● WORK TO COMPLETE
For the word "ridge", count the lines in the records below that include it and give only that number.

********

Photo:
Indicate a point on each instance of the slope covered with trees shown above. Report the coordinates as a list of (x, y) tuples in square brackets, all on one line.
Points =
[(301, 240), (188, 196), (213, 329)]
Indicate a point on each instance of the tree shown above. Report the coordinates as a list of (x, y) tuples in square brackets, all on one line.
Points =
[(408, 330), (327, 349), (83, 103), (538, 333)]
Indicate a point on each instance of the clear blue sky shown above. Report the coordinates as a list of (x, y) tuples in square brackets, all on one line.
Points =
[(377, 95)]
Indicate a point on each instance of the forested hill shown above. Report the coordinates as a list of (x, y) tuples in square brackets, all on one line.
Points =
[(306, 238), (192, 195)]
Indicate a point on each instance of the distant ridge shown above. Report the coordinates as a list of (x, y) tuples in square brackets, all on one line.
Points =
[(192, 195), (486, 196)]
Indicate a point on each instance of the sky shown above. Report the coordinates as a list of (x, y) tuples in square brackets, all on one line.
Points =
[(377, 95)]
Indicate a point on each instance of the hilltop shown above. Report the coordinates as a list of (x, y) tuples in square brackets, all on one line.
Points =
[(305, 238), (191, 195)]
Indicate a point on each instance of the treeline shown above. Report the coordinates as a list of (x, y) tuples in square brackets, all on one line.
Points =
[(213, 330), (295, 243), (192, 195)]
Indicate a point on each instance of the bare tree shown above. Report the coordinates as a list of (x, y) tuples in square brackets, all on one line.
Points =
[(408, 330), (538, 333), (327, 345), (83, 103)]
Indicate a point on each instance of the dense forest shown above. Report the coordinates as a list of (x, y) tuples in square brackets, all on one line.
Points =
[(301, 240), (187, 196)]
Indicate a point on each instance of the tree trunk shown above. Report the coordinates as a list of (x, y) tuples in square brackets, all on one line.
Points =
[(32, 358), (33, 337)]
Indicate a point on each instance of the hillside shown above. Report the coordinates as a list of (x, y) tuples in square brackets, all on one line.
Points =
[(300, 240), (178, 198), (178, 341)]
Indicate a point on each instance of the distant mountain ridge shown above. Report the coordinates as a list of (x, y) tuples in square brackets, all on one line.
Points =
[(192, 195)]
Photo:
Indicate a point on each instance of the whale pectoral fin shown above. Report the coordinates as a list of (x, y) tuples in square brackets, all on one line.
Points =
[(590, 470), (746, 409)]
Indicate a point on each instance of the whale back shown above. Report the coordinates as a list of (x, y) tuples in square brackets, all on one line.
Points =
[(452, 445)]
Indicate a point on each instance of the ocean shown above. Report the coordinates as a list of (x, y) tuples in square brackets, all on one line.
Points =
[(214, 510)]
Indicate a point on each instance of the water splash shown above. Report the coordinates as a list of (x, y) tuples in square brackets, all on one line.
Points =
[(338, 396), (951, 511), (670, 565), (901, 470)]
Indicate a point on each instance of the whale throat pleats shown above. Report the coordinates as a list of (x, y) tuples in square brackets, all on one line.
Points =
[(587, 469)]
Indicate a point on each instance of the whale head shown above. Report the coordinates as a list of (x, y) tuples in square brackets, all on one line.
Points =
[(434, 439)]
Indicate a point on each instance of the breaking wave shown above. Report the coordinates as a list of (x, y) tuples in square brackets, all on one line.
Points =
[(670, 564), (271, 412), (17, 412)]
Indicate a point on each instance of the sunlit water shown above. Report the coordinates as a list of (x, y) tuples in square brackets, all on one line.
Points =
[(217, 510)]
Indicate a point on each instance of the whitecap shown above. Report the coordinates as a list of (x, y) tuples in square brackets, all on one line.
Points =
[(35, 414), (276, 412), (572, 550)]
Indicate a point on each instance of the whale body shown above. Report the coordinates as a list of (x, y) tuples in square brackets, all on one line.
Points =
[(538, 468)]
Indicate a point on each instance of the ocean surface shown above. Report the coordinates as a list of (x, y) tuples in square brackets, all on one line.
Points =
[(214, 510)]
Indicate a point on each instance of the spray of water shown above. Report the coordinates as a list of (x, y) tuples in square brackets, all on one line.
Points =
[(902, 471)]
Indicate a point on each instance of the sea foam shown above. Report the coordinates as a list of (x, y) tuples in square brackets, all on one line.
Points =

********

● EXPECTED ANSWER
2